Saved entries:
☆ ☆ ☆

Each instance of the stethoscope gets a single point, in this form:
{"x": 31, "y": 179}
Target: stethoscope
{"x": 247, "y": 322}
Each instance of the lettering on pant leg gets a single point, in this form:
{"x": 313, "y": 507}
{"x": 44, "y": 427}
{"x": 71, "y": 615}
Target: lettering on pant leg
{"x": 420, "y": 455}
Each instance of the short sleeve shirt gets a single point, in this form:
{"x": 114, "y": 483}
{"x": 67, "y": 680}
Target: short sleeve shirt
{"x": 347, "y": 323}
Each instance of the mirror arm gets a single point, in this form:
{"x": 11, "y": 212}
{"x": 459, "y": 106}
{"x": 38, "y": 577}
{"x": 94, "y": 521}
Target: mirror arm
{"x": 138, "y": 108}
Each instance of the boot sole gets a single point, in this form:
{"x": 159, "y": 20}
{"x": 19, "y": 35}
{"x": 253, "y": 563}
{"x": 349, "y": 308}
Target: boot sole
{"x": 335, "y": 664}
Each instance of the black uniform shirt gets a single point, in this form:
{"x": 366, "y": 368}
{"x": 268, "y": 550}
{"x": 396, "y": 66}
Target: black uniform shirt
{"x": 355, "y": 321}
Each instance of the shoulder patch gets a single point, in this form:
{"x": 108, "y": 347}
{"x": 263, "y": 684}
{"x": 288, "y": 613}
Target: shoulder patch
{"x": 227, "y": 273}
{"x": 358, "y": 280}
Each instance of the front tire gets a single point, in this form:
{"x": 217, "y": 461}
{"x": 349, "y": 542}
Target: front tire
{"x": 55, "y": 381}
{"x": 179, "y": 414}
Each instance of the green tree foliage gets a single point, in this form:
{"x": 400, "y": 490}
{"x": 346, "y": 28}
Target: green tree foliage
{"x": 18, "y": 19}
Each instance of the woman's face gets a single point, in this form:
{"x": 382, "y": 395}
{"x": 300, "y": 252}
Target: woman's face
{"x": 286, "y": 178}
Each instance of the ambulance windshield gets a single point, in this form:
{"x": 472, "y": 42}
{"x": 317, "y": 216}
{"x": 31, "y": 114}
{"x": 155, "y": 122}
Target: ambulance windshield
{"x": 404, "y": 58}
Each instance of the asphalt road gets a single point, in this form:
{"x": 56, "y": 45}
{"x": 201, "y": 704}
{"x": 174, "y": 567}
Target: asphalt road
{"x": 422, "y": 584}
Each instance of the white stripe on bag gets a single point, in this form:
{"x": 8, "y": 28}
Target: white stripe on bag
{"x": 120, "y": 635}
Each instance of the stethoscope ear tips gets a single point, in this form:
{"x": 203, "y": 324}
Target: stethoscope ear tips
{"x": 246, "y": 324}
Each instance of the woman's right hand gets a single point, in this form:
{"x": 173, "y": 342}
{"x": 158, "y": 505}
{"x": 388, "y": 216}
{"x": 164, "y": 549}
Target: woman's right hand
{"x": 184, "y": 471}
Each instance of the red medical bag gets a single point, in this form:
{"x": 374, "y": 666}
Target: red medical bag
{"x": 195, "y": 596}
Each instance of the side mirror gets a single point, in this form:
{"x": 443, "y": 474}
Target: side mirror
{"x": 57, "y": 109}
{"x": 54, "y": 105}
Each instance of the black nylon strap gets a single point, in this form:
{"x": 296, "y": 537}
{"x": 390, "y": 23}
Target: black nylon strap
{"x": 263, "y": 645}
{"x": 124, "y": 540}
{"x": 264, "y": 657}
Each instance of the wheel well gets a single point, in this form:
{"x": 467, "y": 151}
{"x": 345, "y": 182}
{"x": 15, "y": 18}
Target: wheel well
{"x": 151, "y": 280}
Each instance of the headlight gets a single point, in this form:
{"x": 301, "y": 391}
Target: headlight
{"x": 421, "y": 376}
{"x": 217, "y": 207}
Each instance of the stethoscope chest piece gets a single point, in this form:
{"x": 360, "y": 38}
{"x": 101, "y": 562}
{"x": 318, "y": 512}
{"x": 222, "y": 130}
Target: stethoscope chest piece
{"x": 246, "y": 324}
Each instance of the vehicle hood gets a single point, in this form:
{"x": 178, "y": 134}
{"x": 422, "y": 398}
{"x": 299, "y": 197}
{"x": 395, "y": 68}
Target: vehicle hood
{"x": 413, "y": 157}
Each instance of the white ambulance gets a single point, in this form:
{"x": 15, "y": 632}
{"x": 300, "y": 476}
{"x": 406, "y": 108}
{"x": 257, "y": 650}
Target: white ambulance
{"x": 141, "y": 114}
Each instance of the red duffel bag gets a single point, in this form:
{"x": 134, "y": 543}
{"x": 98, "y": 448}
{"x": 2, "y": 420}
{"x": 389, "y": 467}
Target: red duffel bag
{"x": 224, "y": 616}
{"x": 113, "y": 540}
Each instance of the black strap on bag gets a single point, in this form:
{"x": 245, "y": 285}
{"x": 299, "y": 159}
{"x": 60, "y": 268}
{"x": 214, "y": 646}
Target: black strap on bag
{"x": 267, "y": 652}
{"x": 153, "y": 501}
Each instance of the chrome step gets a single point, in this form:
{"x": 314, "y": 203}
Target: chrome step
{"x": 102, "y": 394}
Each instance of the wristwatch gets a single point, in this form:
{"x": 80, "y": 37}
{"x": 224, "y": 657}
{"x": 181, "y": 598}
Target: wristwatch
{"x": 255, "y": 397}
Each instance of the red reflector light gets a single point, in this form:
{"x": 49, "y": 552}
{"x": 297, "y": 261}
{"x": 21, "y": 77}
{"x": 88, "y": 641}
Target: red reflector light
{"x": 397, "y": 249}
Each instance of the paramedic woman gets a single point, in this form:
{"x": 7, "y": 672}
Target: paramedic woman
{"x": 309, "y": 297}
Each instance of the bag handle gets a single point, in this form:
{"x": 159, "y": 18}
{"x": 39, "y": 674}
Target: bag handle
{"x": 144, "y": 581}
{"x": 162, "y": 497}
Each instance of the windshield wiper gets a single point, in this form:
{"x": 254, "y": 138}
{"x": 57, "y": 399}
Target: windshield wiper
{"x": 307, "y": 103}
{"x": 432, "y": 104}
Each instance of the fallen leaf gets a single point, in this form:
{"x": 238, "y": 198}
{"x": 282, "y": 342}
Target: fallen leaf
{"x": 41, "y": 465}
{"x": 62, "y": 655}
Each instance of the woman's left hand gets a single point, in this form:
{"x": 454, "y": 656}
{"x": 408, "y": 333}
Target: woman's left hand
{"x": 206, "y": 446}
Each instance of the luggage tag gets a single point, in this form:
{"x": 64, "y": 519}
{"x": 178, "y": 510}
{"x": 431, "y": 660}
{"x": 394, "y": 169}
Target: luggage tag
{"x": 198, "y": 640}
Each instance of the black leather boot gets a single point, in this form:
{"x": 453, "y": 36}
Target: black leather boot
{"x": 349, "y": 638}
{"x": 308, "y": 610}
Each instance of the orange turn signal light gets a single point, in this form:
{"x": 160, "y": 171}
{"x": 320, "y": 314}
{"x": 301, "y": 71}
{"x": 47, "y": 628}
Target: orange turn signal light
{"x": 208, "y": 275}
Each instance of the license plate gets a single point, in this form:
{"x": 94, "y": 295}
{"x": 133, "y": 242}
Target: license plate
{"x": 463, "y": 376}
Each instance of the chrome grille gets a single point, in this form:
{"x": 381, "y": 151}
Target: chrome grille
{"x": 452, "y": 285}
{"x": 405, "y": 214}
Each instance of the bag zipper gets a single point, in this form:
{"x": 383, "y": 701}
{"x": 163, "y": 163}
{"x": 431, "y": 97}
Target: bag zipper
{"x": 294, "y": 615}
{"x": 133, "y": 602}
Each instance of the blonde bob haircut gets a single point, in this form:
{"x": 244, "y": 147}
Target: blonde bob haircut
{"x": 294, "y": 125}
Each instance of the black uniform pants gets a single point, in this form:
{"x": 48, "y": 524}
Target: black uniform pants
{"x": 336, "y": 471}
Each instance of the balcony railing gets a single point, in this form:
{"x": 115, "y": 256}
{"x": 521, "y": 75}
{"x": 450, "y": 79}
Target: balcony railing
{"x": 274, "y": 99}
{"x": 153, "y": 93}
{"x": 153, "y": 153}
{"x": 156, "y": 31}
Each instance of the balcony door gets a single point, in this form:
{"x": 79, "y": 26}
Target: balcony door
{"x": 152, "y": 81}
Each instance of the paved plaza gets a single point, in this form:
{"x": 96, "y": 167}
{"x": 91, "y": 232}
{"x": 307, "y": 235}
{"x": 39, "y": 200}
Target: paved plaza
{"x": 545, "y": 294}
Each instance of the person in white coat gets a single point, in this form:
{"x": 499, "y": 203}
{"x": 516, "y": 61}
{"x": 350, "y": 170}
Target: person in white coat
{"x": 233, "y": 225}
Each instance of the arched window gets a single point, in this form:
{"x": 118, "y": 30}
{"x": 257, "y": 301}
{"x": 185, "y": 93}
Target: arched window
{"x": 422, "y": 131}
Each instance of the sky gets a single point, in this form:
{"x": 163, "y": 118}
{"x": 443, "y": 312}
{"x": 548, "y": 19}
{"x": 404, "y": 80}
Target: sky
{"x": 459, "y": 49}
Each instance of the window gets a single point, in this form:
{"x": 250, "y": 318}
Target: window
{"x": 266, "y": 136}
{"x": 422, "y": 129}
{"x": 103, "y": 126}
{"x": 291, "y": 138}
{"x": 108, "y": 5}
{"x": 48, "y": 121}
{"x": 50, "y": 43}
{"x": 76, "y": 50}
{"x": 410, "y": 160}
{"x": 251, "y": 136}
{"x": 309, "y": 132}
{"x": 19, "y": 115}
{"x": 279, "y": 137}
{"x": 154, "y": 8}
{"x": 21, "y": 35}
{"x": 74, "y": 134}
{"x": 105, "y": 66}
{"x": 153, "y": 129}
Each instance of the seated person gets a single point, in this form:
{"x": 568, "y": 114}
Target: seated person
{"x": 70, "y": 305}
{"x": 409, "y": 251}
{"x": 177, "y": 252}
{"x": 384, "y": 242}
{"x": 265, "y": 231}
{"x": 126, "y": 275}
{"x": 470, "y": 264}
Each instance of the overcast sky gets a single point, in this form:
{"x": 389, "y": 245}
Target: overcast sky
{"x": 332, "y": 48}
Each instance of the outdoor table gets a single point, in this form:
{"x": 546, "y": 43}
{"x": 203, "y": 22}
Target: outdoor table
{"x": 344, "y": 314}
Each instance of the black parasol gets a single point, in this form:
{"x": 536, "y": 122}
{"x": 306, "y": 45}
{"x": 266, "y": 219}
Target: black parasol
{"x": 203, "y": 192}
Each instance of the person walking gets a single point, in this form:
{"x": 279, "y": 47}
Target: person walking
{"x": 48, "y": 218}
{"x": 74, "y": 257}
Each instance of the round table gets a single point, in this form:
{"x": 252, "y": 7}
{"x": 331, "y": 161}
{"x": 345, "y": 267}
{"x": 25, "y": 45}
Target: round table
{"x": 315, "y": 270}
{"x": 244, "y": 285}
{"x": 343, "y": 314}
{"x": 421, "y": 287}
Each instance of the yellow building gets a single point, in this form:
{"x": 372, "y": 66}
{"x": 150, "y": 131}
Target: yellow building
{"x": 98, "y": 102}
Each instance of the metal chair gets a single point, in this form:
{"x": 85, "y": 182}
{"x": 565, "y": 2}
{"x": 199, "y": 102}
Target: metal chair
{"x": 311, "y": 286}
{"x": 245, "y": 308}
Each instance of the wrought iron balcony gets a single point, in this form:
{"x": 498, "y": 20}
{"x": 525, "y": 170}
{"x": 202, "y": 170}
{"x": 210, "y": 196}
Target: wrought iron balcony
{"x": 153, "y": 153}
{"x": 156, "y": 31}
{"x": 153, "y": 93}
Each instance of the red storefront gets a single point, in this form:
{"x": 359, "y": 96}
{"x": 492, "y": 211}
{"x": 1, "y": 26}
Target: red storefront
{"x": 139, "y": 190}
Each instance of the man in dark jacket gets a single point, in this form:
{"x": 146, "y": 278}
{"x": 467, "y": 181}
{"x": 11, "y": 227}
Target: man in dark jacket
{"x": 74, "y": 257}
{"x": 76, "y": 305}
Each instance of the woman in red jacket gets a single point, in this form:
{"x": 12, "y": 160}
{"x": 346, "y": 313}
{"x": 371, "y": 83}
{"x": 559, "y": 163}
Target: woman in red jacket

☆ ☆ ☆

(YOUR ASSIGNMENT): Copy out the line holding "Target: yellow building" along with all lines after it through the end of the entries, exactly and only these.

(ANSWER TO THIS EXERCISE):
Target: yellow building
{"x": 98, "y": 102}
Each instance of the metal chair gets a single point, in this form:
{"x": 85, "y": 182}
{"x": 565, "y": 2}
{"x": 199, "y": 102}
Target: metal chair
{"x": 311, "y": 286}
{"x": 245, "y": 308}
Each instance of the wrought iron balcony gets a single point, in this form:
{"x": 498, "y": 20}
{"x": 525, "y": 170}
{"x": 202, "y": 170}
{"x": 210, "y": 196}
Target: wrought iron balcony
{"x": 153, "y": 153}
{"x": 156, "y": 31}
{"x": 153, "y": 93}
Each instance of the red storefront gets a single point, in this form:
{"x": 359, "y": 96}
{"x": 492, "y": 211}
{"x": 1, "y": 26}
Target: red storefront
{"x": 139, "y": 190}
Each instance of the man in dark jacket gets a single point, in this form:
{"x": 146, "y": 278}
{"x": 467, "y": 181}
{"x": 11, "y": 227}
Target: man in dark jacket
{"x": 74, "y": 257}
{"x": 76, "y": 305}
Each instance of the woman in red jacket gets a single point, in this form:
{"x": 12, "y": 160}
{"x": 346, "y": 313}
{"x": 371, "y": 83}
{"x": 559, "y": 163}
Target: woman in red jacket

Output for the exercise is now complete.